- 任务说明 1 -
根据下面的阅读材料，HTMLParse 函数只解析哪种标签中的超链接？
- 任务说明 2 -
从下面的数据中选出所有含有字符串“bush”的行，照原样抄出，区分大小写。

- 阅读材料 -
☆ ☆ ☆ ☆ ☆
HTMLParse.py 对给定的html页面进行分析，获得所有超链接

使用正则表达式： <[a|A] href="[a-zA-Z0-9/\.\-:_]+ 提取出所有的a标签后的超链接，剔除不符合要求的链接，并对相对链接进行拼接得到绝对链接。

# -*- coding: UTF-8 -*-
# 将给定的一个HTNL页面解析出所有的超链接

import re
from urllib.parse import urljoin

def HTMLParse(url, html):
    """
    url: 页面的链接，方便相对路径的解析
    html: 爬取的页面
    返
    回解析到的所有超链接列表，此处仅解析 a 标签中的超链接，包括相对链接
    """
    urls = re.findall('<[a|A] href="[a-zA-Z0-9/\.\-:_]+"', html)
    # print(urls)
    Len = len(urls)
    if(Len == 0):
        return None
    for i in range(Len):
        # print(urls[i])
        urls[i] = urls[i][urls[i].find("href=\"") + 6: -1]
        # print(urls[i])
        if(urls[i].find("javascript:void(0)") != -1):
            continue
        if(urls[i].find("http") == -1):
            # print(url + "-----" + urls[i])
            urls[i] = urljoin(url, urls[i])

        if(urls[i][len(urls[i]) - 1] == '/'):
            urls[i] = urls[i][0: -1]
        
        # if(urls[i].find("http://") != -1):
        #     urls[i] = "https://" + urls[i][7::]
        # print(urls[i])
        # print("")
    return urls

if __name__ == '__main__':
    import URLRequest
    # html = URLRequest.URLRequest("https://baidu.com")
    # print(html)
    # print("-----")
    # HTMLParse("https://baidu.com", html)

    # s='''<li><a href="http://news.sina.com.cn/o/2018-11-06/a75.shtml"target="_blank">进博会</a></li><li><a href="http://news.sina.com.cn/o/2018-11-06/a76.shtml"target="_blank">大数据</a></li><li><a href="/o/2018-11-06/a75.shtml" target="_blank">进博会</a></li>'''
    # HTMLParse("https://news.sina.com.cn/", s)
    html = URLRequest.URLRequest("https://www.runoob.com/w3cnote/ten-sorting-algorithm.html/")
    # print(html)
    print("")
    # HTMLParse("https://www.runoob.com/w3cnote/ten-sorting-algorithm.html/", html)
    for u in HTMLParse("https://www.runoob.com/w3cnote/ten-sorting-algorithm.html/", html):
        print(u)
☆ ☆ ☆ ☆ ☆
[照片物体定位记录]
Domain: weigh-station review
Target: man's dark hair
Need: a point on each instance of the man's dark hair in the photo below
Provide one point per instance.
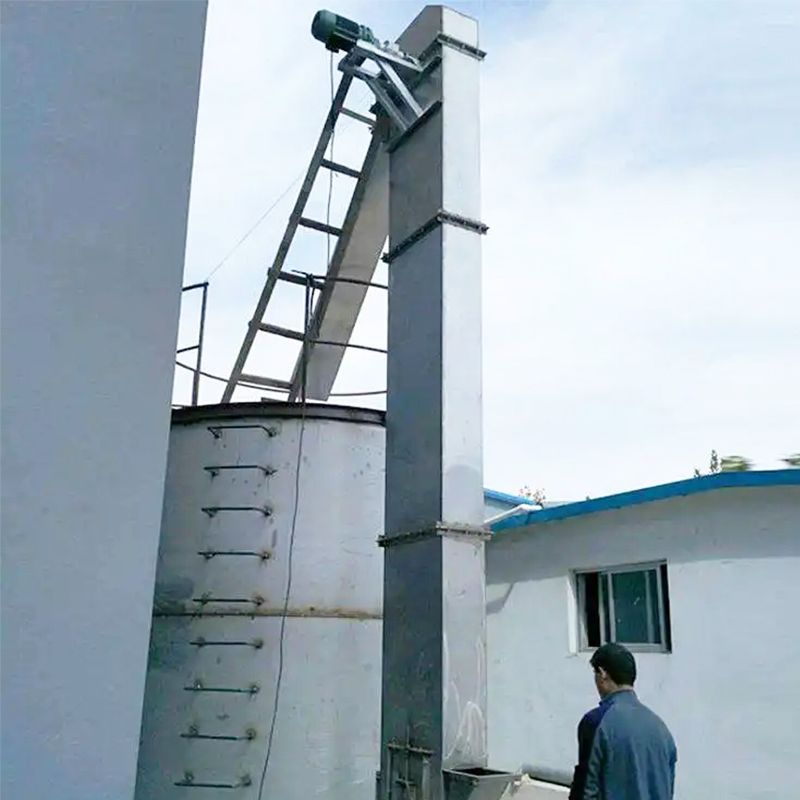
(617, 661)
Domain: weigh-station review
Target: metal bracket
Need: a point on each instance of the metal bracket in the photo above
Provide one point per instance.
(456, 44)
(391, 91)
(440, 218)
(452, 531)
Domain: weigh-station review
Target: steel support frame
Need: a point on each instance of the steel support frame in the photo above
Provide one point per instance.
(433, 715)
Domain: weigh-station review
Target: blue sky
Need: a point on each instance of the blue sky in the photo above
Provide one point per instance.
(641, 165)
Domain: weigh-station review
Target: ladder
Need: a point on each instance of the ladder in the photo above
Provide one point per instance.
(334, 300)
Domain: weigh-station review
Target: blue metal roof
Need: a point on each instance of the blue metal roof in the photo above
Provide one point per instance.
(502, 497)
(706, 483)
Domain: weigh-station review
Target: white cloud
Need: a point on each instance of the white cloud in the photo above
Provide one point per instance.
(641, 164)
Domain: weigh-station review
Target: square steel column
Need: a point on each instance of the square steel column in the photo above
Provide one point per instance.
(434, 627)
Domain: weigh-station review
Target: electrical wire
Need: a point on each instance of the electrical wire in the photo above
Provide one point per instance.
(259, 221)
(298, 466)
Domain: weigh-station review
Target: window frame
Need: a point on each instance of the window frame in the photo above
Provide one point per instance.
(605, 587)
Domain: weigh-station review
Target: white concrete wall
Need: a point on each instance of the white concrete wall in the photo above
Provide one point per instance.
(729, 690)
(99, 105)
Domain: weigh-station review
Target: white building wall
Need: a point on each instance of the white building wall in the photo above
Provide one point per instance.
(729, 690)
(99, 106)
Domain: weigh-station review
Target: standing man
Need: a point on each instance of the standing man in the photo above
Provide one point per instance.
(625, 751)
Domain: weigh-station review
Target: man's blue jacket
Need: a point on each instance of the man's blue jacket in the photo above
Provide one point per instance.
(625, 752)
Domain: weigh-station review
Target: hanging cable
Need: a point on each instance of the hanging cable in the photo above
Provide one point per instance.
(258, 222)
(298, 465)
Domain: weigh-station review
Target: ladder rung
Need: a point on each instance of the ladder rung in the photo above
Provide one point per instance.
(360, 117)
(300, 280)
(286, 332)
(269, 382)
(340, 168)
(319, 226)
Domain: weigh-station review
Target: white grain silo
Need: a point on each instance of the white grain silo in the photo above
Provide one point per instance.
(234, 495)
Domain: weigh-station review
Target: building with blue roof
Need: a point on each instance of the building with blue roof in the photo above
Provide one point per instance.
(701, 579)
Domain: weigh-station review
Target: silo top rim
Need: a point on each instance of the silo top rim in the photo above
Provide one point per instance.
(277, 409)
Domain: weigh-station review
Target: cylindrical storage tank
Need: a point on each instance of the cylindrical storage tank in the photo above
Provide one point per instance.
(257, 495)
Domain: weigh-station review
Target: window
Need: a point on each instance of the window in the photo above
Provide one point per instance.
(628, 605)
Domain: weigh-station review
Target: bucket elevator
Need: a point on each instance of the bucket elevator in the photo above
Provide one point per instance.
(420, 184)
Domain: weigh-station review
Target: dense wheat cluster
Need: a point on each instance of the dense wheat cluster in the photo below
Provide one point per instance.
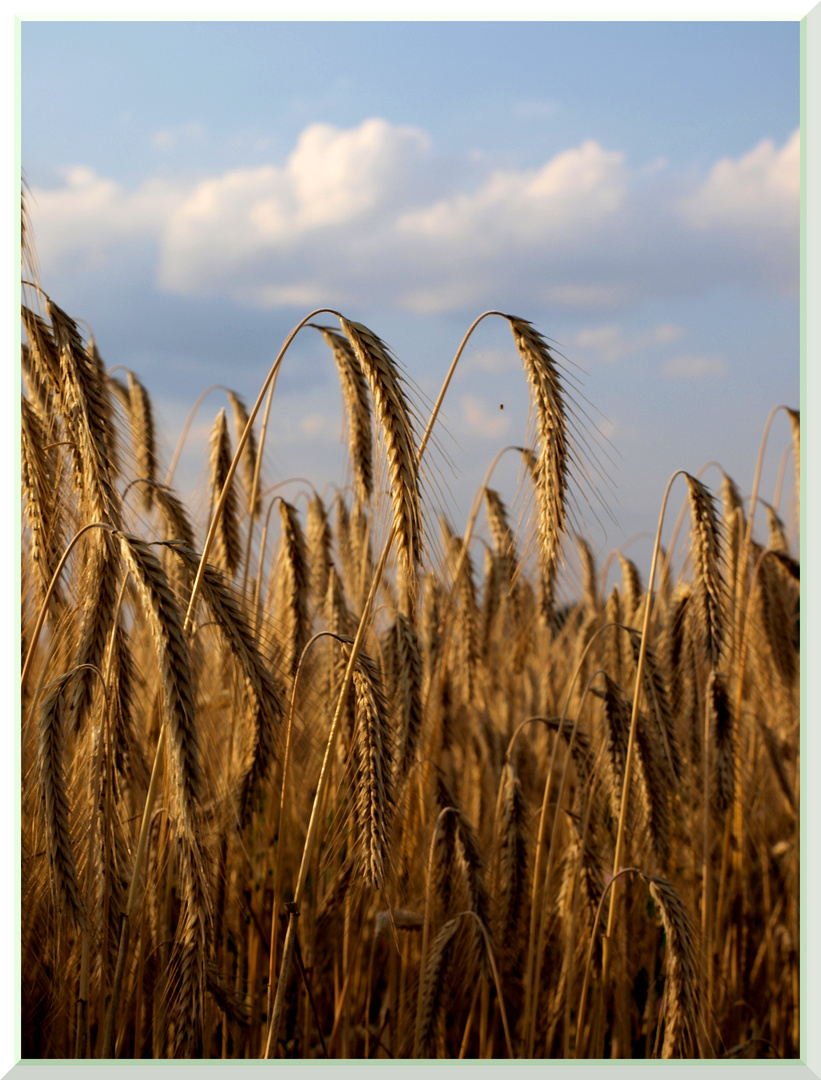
(358, 782)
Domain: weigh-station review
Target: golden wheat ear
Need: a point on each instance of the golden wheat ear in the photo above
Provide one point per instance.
(227, 547)
(552, 458)
(707, 567)
(394, 417)
(358, 408)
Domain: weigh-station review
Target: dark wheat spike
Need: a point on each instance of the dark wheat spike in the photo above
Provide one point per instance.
(267, 700)
(553, 455)
(144, 437)
(165, 623)
(513, 863)
(358, 408)
(373, 753)
(394, 417)
(705, 552)
(227, 549)
(42, 513)
(293, 584)
(249, 460)
(721, 713)
(51, 746)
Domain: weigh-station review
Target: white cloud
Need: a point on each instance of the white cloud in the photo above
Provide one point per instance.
(695, 367)
(755, 194)
(535, 110)
(483, 418)
(610, 343)
(83, 221)
(174, 138)
(374, 212)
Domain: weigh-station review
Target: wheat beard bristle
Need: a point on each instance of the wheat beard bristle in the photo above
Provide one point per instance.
(513, 892)
(144, 437)
(51, 760)
(681, 990)
(394, 418)
(358, 407)
(162, 615)
(249, 460)
(373, 773)
(707, 561)
(227, 548)
(265, 693)
(553, 456)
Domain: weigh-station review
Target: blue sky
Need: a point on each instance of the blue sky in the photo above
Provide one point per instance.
(632, 188)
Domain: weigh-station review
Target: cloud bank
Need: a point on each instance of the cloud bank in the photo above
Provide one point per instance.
(372, 212)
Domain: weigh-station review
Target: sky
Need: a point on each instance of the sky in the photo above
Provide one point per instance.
(631, 188)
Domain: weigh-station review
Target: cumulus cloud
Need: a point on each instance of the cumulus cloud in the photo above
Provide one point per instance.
(375, 212)
(757, 193)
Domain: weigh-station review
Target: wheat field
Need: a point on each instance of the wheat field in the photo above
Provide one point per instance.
(338, 777)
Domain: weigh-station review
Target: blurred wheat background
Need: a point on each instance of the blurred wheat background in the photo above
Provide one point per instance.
(325, 772)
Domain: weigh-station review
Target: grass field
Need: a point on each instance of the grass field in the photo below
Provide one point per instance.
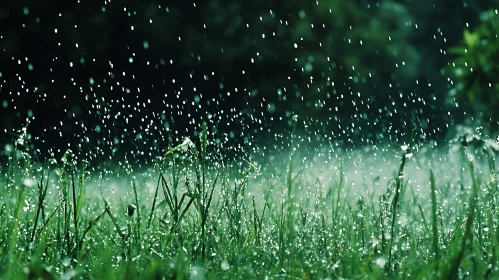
(196, 218)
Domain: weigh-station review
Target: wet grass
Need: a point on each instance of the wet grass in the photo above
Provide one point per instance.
(200, 221)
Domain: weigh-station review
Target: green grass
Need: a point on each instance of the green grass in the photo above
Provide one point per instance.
(203, 220)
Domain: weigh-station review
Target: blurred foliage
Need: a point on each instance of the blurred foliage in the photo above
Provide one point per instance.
(307, 57)
(475, 69)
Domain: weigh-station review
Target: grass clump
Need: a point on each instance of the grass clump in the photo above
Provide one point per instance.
(204, 220)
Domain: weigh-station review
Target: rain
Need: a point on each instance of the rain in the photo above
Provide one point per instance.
(230, 139)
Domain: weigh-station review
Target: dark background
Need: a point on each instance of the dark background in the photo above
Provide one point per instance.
(124, 79)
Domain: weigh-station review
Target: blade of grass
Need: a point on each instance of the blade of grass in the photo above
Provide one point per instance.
(434, 220)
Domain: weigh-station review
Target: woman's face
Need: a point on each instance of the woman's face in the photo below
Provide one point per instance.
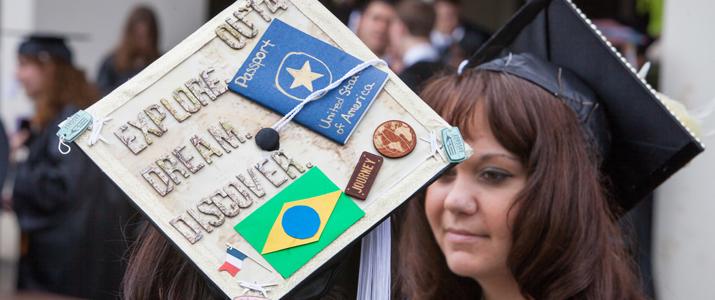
(31, 75)
(468, 208)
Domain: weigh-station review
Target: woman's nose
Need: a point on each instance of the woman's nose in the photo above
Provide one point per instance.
(461, 198)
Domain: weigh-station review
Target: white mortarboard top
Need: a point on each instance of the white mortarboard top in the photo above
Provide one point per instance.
(181, 143)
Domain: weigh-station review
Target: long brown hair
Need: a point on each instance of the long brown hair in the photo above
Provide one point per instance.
(64, 85)
(128, 52)
(156, 270)
(566, 242)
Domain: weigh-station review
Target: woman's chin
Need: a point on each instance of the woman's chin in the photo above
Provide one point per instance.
(463, 264)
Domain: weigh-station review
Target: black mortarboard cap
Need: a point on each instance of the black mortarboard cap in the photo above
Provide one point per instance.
(647, 142)
(38, 45)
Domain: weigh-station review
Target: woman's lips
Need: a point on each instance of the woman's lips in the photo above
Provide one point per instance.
(463, 236)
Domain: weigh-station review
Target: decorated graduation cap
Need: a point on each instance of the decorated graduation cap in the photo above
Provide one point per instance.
(553, 45)
(180, 139)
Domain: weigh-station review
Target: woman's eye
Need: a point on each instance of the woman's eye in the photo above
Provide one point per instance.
(448, 175)
(493, 176)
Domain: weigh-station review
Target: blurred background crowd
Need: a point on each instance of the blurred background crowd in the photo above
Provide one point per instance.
(65, 228)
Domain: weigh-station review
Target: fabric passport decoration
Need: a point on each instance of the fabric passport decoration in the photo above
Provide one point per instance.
(299, 221)
(287, 65)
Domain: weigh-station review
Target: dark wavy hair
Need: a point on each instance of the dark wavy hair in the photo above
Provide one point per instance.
(566, 240)
(127, 52)
(64, 85)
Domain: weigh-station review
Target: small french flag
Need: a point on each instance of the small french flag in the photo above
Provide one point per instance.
(234, 261)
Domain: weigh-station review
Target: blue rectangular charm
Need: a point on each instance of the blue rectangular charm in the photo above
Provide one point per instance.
(453, 144)
(287, 65)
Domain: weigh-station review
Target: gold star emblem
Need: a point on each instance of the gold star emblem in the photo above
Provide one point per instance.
(303, 77)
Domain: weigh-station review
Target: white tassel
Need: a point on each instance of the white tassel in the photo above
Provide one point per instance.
(374, 279)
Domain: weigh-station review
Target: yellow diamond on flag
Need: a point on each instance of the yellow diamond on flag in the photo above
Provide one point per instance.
(300, 222)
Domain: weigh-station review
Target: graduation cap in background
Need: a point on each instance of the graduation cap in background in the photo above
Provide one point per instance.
(641, 142)
(52, 45)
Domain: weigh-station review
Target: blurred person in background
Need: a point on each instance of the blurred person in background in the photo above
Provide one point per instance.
(138, 47)
(416, 59)
(373, 25)
(454, 38)
(70, 213)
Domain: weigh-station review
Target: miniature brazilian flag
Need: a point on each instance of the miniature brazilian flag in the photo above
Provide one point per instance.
(299, 222)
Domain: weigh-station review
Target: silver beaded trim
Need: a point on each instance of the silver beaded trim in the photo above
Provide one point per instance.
(633, 70)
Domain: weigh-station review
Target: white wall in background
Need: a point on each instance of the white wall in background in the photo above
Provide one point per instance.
(685, 206)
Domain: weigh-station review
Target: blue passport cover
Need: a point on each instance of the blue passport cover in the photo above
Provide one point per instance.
(287, 65)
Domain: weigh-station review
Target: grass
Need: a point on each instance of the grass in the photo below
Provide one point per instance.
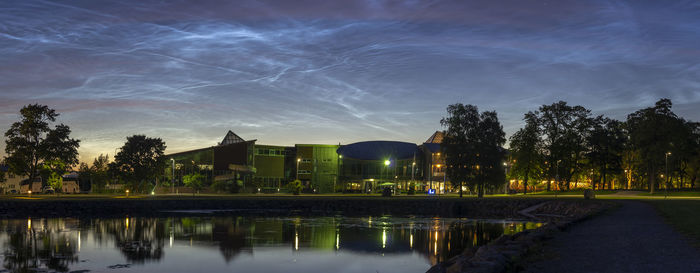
(684, 215)
(573, 192)
(673, 193)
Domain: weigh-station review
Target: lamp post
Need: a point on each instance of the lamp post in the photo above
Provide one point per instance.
(666, 180)
(505, 187)
(172, 185)
(298, 160)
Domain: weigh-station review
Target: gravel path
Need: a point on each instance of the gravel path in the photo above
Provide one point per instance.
(632, 238)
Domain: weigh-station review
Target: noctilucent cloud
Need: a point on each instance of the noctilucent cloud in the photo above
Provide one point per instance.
(318, 71)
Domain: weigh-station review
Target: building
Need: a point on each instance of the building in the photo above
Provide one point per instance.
(273, 167)
(231, 160)
(71, 183)
(434, 162)
(370, 165)
(317, 167)
(12, 182)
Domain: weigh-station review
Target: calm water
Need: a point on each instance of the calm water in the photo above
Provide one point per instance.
(241, 244)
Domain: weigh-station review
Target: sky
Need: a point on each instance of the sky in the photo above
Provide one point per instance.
(319, 71)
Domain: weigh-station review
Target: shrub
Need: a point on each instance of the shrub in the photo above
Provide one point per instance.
(386, 192)
(294, 187)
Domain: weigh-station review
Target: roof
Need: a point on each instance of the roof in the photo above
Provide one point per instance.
(379, 150)
(432, 147)
(436, 137)
(231, 138)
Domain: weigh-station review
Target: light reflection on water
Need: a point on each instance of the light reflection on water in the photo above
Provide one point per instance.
(242, 243)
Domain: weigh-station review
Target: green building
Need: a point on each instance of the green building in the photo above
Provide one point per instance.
(317, 167)
(273, 167)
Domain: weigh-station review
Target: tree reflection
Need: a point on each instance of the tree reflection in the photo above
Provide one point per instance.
(140, 240)
(42, 245)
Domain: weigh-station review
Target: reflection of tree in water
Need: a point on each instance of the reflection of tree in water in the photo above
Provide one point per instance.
(41, 244)
(231, 237)
(140, 240)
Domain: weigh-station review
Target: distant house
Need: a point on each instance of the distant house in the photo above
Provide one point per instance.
(34, 186)
(71, 183)
(12, 181)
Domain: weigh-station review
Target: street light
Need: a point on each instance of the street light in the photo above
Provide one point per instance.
(667, 177)
(172, 185)
(298, 160)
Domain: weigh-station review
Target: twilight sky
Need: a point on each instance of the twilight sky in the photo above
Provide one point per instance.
(319, 71)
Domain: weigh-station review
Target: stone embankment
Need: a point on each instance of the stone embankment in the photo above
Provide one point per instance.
(505, 208)
(503, 254)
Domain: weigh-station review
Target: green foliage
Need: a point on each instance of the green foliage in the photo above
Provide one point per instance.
(295, 187)
(653, 132)
(31, 141)
(473, 147)
(55, 169)
(564, 130)
(606, 143)
(527, 152)
(139, 162)
(194, 181)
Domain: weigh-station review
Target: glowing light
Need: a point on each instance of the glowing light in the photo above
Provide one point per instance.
(384, 238)
(296, 241)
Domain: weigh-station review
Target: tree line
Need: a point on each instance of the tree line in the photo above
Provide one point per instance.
(560, 144)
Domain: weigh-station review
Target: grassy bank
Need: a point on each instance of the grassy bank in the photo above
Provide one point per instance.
(684, 215)
(573, 192)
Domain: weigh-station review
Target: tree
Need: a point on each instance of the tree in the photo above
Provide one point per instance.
(564, 128)
(54, 171)
(526, 151)
(606, 143)
(99, 172)
(194, 181)
(31, 141)
(139, 161)
(650, 132)
(473, 147)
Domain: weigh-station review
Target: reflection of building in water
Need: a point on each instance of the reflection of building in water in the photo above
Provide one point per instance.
(34, 244)
(55, 244)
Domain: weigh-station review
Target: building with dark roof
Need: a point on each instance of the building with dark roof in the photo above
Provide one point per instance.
(370, 165)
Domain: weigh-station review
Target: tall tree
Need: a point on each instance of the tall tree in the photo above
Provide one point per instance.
(31, 141)
(526, 151)
(473, 147)
(139, 161)
(606, 143)
(564, 128)
(651, 134)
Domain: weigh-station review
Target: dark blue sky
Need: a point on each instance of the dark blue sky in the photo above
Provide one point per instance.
(322, 71)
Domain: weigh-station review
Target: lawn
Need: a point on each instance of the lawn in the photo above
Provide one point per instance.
(573, 192)
(673, 193)
(684, 215)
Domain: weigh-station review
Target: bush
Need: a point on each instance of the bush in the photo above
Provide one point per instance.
(588, 194)
(294, 187)
(386, 192)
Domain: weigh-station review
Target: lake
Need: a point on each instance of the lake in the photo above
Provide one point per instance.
(202, 243)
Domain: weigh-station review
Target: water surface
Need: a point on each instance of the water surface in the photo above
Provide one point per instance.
(242, 243)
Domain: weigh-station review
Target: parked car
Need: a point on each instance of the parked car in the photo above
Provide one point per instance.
(48, 190)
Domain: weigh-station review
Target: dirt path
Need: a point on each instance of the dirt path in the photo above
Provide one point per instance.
(632, 238)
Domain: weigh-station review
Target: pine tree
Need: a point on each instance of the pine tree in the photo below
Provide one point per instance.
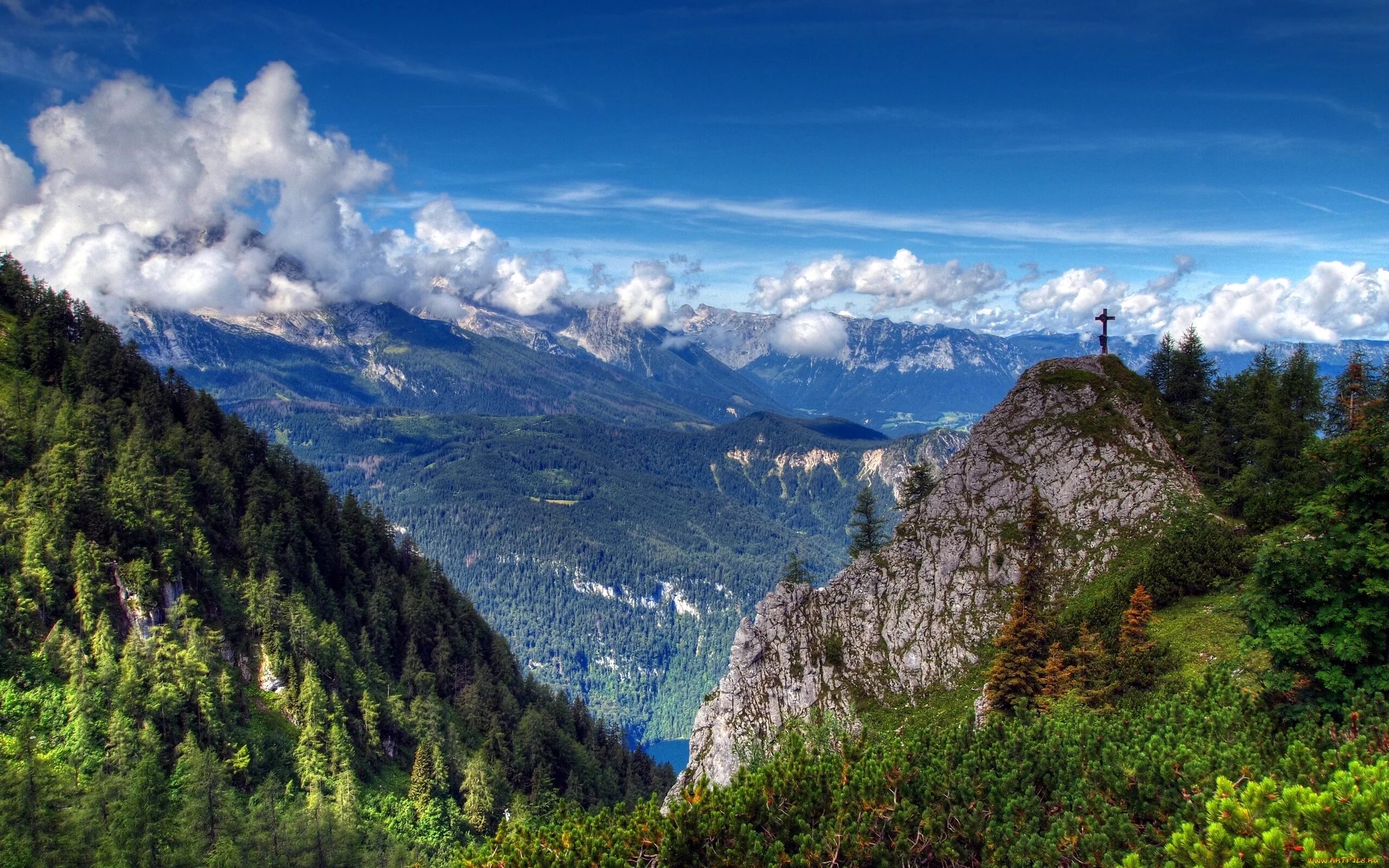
☆ ☆ ☆ ☆ ☆
- 参考答案 1 -
只解析 a 标签中的超链接。

- 参考答案 2 -
Target: bush
Need: a point on each instance of the bush in the photo above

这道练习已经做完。